## TASK STATEMENT
All lines from the one containing "Would you kindly pick out the silver" down to the one containing "Would you kindly pick out the rear windshield", both ends included, are to be given again exactly; omit the rest of the listing below.

┏━━

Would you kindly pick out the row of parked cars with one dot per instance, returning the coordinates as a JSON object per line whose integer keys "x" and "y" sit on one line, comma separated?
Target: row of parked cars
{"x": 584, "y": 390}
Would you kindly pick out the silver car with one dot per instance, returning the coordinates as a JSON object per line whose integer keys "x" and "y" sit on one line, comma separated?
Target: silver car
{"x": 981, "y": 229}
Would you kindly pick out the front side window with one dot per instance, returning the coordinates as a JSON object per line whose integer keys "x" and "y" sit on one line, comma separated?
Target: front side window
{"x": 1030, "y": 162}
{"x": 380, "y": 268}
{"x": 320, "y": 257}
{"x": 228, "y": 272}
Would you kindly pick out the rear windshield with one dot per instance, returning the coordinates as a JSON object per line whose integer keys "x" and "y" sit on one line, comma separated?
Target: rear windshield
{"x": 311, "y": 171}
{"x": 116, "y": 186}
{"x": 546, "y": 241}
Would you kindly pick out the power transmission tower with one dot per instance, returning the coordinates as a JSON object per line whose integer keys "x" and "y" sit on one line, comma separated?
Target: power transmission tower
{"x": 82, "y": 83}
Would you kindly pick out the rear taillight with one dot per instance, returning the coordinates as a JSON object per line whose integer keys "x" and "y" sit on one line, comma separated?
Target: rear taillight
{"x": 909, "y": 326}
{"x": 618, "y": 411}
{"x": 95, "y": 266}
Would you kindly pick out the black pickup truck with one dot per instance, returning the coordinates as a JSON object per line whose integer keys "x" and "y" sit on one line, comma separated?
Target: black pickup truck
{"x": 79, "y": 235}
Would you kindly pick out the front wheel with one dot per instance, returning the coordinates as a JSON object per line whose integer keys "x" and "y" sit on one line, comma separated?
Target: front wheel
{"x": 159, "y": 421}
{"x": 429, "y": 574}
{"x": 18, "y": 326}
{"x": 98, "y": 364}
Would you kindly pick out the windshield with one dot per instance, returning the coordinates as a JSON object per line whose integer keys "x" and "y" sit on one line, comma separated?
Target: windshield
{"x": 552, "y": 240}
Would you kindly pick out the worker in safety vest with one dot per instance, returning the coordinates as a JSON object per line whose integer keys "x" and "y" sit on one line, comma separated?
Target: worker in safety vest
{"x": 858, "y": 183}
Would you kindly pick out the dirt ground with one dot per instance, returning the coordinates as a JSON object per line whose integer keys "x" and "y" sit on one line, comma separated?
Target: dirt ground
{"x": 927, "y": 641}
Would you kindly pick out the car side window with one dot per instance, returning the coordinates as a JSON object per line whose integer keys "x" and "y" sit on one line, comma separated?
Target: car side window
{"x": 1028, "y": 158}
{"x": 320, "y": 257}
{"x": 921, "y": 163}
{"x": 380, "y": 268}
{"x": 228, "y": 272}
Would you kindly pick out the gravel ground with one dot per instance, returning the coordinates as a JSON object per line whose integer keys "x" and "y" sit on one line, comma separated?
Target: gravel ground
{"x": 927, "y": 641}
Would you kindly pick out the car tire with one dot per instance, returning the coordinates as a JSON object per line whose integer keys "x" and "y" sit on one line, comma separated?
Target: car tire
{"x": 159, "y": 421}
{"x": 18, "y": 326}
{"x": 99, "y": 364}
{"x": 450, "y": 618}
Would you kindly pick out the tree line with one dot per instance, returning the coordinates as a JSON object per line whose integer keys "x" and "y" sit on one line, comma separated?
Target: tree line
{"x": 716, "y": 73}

┗━━

## FINAL ANSWER
Would you kindly pick out the silver car with one dot per instance, returning the coordinates as a JSON object per line whose integer keys "x" and "y" sit on one line, comma separated?
Target: silver car
{"x": 981, "y": 229}
Would you kindly pick out the front side window with one dot per instance, returning the coordinates as a JSON object per line whose integer keys "x" and "y" sit on one line, comma separated?
Target: front side window
{"x": 1030, "y": 162}
{"x": 380, "y": 268}
{"x": 320, "y": 257}
{"x": 228, "y": 272}
Would you kindly pick out the rear windshield with one dot per instance, returning the coordinates as a JSON object per line whose integer keys "x" and "y" sit on one line, comma separated?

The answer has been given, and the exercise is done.